A block of data
==============================
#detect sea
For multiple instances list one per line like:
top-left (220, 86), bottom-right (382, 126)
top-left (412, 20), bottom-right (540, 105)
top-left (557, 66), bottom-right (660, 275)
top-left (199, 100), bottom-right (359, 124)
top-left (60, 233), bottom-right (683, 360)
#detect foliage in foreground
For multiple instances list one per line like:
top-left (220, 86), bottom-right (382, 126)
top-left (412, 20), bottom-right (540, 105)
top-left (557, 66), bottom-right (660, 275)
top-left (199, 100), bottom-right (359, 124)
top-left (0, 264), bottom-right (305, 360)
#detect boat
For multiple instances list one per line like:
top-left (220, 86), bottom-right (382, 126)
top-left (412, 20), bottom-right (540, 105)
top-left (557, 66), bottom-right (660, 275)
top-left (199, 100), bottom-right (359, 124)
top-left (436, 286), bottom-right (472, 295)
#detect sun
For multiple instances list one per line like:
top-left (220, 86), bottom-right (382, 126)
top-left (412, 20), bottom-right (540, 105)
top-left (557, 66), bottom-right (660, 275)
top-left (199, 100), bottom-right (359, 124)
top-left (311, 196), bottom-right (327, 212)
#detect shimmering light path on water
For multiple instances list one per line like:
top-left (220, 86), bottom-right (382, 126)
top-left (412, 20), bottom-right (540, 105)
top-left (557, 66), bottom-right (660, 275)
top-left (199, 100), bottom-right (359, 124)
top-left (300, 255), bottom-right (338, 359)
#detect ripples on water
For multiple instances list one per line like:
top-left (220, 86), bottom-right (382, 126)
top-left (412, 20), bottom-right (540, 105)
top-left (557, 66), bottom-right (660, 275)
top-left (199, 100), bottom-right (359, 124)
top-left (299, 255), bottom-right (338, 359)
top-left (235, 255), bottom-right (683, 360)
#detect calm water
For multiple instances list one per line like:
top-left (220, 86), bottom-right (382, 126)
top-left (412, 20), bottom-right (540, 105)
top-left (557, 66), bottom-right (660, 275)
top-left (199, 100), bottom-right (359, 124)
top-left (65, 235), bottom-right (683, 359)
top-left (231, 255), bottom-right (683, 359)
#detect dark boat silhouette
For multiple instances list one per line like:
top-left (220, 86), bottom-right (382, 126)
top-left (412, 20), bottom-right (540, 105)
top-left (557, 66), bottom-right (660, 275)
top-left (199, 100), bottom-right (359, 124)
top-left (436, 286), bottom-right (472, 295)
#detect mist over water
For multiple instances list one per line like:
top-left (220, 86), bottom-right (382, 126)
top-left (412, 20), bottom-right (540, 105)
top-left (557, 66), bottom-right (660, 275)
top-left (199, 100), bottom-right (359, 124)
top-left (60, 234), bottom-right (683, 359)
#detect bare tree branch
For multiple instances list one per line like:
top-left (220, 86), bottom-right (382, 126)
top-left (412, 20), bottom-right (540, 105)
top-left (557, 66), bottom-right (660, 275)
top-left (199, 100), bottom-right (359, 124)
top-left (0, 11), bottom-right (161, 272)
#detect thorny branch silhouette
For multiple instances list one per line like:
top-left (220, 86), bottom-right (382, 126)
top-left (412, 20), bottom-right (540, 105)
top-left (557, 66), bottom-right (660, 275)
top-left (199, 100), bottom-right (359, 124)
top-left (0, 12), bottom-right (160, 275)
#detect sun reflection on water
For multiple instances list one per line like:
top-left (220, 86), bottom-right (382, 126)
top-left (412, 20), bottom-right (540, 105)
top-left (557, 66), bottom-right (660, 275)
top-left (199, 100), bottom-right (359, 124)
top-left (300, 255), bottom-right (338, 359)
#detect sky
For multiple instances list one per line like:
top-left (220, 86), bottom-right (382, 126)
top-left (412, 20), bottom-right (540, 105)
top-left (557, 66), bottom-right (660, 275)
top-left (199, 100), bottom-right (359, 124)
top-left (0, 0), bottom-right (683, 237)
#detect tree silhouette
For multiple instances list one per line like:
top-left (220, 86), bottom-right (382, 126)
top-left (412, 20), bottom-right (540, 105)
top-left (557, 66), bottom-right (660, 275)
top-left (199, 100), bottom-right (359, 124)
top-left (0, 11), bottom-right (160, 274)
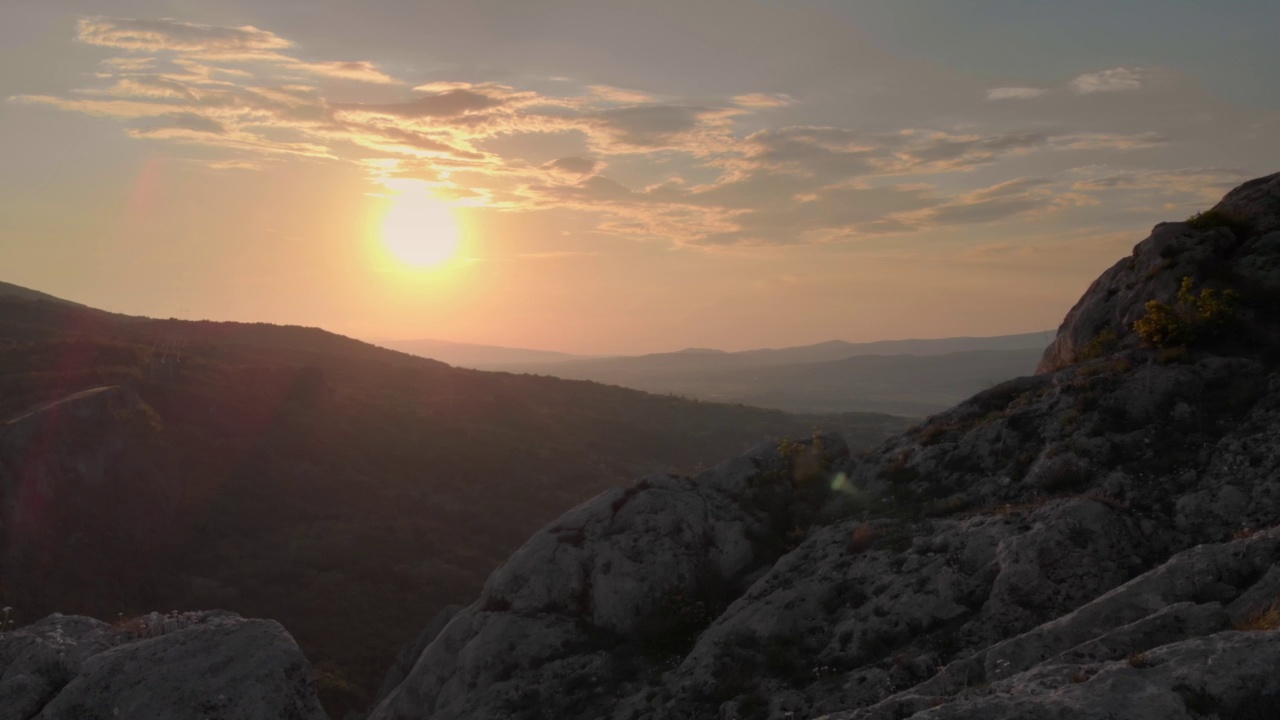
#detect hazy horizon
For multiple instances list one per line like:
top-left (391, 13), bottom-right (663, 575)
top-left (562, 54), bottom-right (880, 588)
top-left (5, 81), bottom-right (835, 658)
top-left (0, 0), bottom-right (1280, 355)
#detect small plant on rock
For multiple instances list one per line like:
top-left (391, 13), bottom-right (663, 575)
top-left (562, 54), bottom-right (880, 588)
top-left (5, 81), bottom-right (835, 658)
top-left (1187, 209), bottom-right (1249, 237)
top-left (1133, 277), bottom-right (1238, 348)
top-left (1126, 652), bottom-right (1155, 670)
top-left (1235, 598), bottom-right (1280, 633)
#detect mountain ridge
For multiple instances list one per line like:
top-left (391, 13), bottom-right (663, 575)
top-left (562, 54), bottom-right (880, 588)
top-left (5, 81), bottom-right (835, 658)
top-left (370, 169), bottom-right (1280, 720)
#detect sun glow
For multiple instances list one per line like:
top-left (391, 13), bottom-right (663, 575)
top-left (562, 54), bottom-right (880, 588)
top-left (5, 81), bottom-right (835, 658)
top-left (381, 193), bottom-right (462, 268)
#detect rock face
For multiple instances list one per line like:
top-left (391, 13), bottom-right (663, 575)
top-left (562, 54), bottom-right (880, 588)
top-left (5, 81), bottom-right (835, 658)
top-left (0, 386), bottom-right (184, 619)
top-left (371, 169), bottom-right (1280, 720)
top-left (1037, 167), bottom-right (1280, 373)
top-left (0, 611), bottom-right (325, 720)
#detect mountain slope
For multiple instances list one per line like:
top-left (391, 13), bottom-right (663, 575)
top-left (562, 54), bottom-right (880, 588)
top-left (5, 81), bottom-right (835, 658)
top-left (371, 174), bottom-right (1280, 720)
top-left (375, 340), bottom-right (586, 370)
top-left (471, 333), bottom-right (1050, 416)
top-left (0, 289), bottom-right (904, 715)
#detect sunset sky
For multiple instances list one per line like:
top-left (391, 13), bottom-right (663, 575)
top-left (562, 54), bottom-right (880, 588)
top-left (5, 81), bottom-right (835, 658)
top-left (0, 0), bottom-right (1280, 354)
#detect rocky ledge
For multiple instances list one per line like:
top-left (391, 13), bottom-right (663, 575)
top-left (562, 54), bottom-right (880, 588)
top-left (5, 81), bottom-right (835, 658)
top-left (371, 170), bottom-right (1280, 720)
top-left (0, 611), bottom-right (325, 720)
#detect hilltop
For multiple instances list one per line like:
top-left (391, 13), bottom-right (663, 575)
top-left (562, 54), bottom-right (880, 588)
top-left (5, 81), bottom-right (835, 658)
==============================
» Written request
Format every line of the entries above as a JSON list of strings, one string per line, leaving out blank lines. Leave the pictures out of your answer.

» Written reply
[
  "#detect sea",
  "For multiple instances list one per line like:",
  "top-left (220, 86), bottom-right (382, 126)",
  "top-left (412, 20), bottom-right (540, 105)",
  "top-left (557, 66), bottom-right (660, 275)",
  "top-left (199, 100), bottom-right (359, 124)",
  "top-left (60, 233), bottom-right (683, 360)",
  "#detect foliage in foreground",
  "For multiple instances list one per line like:",
  "top-left (220, 86), bottom-right (382, 126)",
  "top-left (412, 20), bottom-right (540, 105)",
  "top-left (557, 66), bottom-right (660, 275)",
  "top-left (199, 100), bottom-right (359, 124)",
  "top-left (0, 264), bottom-right (305, 360)",
  "#detect boat",
  "For multiple instances list one per line like:",
  "top-left (220, 86), bottom-right (382, 126)",
  "top-left (412, 20), bottom-right (540, 105)",
  "top-left (557, 66), bottom-right (660, 275)",
  "top-left (199, 100), bottom-right (359, 124)",
  "top-left (436, 286), bottom-right (472, 295)",
  "#detect sun",
  "For multiple instances list one per line like:",
  "top-left (220, 86), bottom-right (382, 126)",
  "top-left (412, 20), bottom-right (540, 105)",
  "top-left (557, 66), bottom-right (660, 275)",
  "top-left (199, 100), bottom-right (359, 124)",
  "top-left (311, 196), bottom-right (327, 212)",
  "#detect shimmering light path on water",
  "For multiple instances list one per line like:",
  "top-left (220, 86), bottom-right (382, 126)",
  "top-left (412, 20), bottom-right (540, 105)",
  "top-left (557, 66), bottom-right (660, 275)",
  "top-left (199, 100), bottom-right (359, 124)",
  "top-left (300, 255), bottom-right (338, 359)",
  "#detect ripples on water",
  "For multiple instances list one per line like:",
  "top-left (220, 86), bottom-right (382, 126)",
  "top-left (412, 20), bottom-right (540, 105)",
  "top-left (557, 66), bottom-right (660, 275)",
  "top-left (199, 100), bottom-right (359, 124)",
  "top-left (299, 255), bottom-right (338, 359)",
  "top-left (235, 255), bottom-right (683, 360)",
  "#detect calm water",
  "For multiple instances list one per line like:",
  "top-left (220, 86), bottom-right (382, 126)",
  "top-left (412, 20), bottom-right (540, 105)",
  "top-left (557, 66), bottom-right (660, 275)",
  "top-left (199, 100), bottom-right (359, 124)",
  "top-left (65, 235), bottom-right (683, 359)",
  "top-left (231, 255), bottom-right (683, 359)",
  "#detect dark boat silhouette",
  "For multiple instances list one per line like:",
  "top-left (220, 86), bottom-right (382, 126)",
  "top-left (412, 20), bottom-right (540, 105)",
  "top-left (557, 66), bottom-right (660, 275)",
  "top-left (199, 100), bottom-right (359, 124)",
  "top-left (436, 286), bottom-right (472, 295)",
  "#detect mist over water",
  "For multiple instances list one per line like:",
  "top-left (220, 86), bottom-right (382, 126)",
  "top-left (412, 20), bottom-right (540, 105)",
  "top-left (557, 66), bottom-right (660, 275)",
  "top-left (199, 100), bottom-right (359, 124)",
  "top-left (60, 234), bottom-right (683, 359)",
  "#detect bare tree branch",
  "For multiple instances list one per line like:",
  "top-left (220, 86), bottom-right (382, 126)",
  "top-left (412, 20), bottom-right (540, 105)",
  "top-left (557, 66), bottom-right (660, 275)",
  "top-left (199, 100), bottom-right (359, 124)",
  "top-left (0, 11), bottom-right (161, 272)",
  "#detect thorny branch silhouette",
  "For multiple instances list one per line like:",
  "top-left (220, 86), bottom-right (382, 126)",
  "top-left (412, 20), bottom-right (540, 105)",
  "top-left (557, 66), bottom-right (660, 275)",
  "top-left (199, 100), bottom-right (359, 124)",
  "top-left (0, 12), bottom-right (160, 275)",
  "#detect sun reflection on water",
  "For multiple instances list one per line like:",
  "top-left (220, 86), bottom-right (382, 126)",
  "top-left (412, 20), bottom-right (540, 105)",
  "top-left (557, 66), bottom-right (660, 275)",
  "top-left (199, 100), bottom-right (359, 124)",
  "top-left (300, 255), bottom-right (338, 359)",
  "#detect sky",
  "For multiple instances list one per line like:",
  "top-left (220, 86), bottom-right (382, 126)",
  "top-left (412, 20), bottom-right (540, 105)",
  "top-left (557, 66), bottom-right (660, 275)",
  "top-left (199, 100), bottom-right (359, 124)",
  "top-left (0, 0), bottom-right (683, 237)",
  "#detect tree silhouette",
  "For multiple instances list one per line like:",
  "top-left (220, 86), bottom-right (382, 126)",
  "top-left (412, 20), bottom-right (540, 105)",
  "top-left (557, 66), bottom-right (660, 275)",
  "top-left (199, 100), bottom-right (359, 124)",
  "top-left (0, 11), bottom-right (160, 274)",
  "#detect hazy horizon",
  "For multiple instances list one per line like:",
  "top-left (391, 13), bottom-right (663, 575)",
  "top-left (562, 54), bottom-right (880, 588)",
  "top-left (5, 81), bottom-right (835, 658)",
  "top-left (0, 0), bottom-right (1280, 355)",
  "#detect small plant on rock",
  "For multiple instances list one per line like:",
  "top-left (391, 13), bottom-right (663, 575)",
  "top-left (562, 54), bottom-right (880, 588)",
  "top-left (5, 81), bottom-right (835, 658)",
  "top-left (1187, 209), bottom-right (1249, 237)",
  "top-left (1133, 277), bottom-right (1238, 348)",
  "top-left (1126, 652), bottom-right (1155, 670)",
  "top-left (1235, 598), bottom-right (1280, 633)",
  "#detect mountain ridge",
  "For multiple instances list one per line like:",
  "top-left (391, 13), bottom-right (663, 575)",
  "top-left (562, 54), bottom-right (880, 588)",
  "top-left (5, 81), bottom-right (835, 658)",
  "top-left (370, 169), bottom-right (1280, 720)",
  "#detect sun glow",
  "For multiple instances list one per line like:",
  "top-left (391, 13), bottom-right (663, 575)",
  "top-left (562, 54), bottom-right (880, 588)",
  "top-left (5, 81), bottom-right (835, 658)",
  "top-left (381, 193), bottom-right (462, 268)",
  "#detect rock face",
  "For multiple instances list one per line like:",
  "top-left (391, 13), bottom-right (663, 575)",
  "top-left (562, 54), bottom-right (880, 588)",
  "top-left (5, 81), bottom-right (835, 658)",
  "top-left (0, 386), bottom-right (184, 619)",
  "top-left (371, 169), bottom-right (1280, 720)",
  "top-left (1037, 167), bottom-right (1280, 373)",
  "top-left (0, 611), bottom-right (325, 720)",
  "#detect mountain slope",
  "For multiple instances list one per line like:",
  "top-left (391, 13), bottom-right (663, 575)",
  "top-left (562, 54), bottom-right (880, 588)",
  "top-left (5, 81), bottom-right (835, 658)",
  "top-left (371, 174), bottom-right (1280, 720)",
  "top-left (375, 340), bottom-right (586, 370)",
  "top-left (471, 333), bottom-right (1050, 416)",
  "top-left (0, 289), bottom-right (904, 715)",
  "#detect sunset sky",
  "For multiple instances list one per line like:",
  "top-left (391, 13), bottom-right (663, 575)",
  "top-left (562, 54), bottom-right (880, 588)",
  "top-left (5, 81), bottom-right (835, 658)",
  "top-left (0, 0), bottom-right (1280, 354)",
  "#detect rocky ledge",
  "For multiple instances list one per line like:",
  "top-left (391, 13), bottom-right (663, 575)",
  "top-left (562, 54), bottom-right (880, 588)",
  "top-left (5, 81), bottom-right (835, 658)",
  "top-left (371, 170), bottom-right (1280, 720)",
  "top-left (0, 611), bottom-right (325, 720)",
  "#detect hilltop",
  "For multiple instances list one per line like:",
  "top-left (391, 13), bottom-right (663, 575)",
  "top-left (562, 54), bottom-right (880, 588)",
  "top-left (5, 81), bottom-right (835, 658)"
]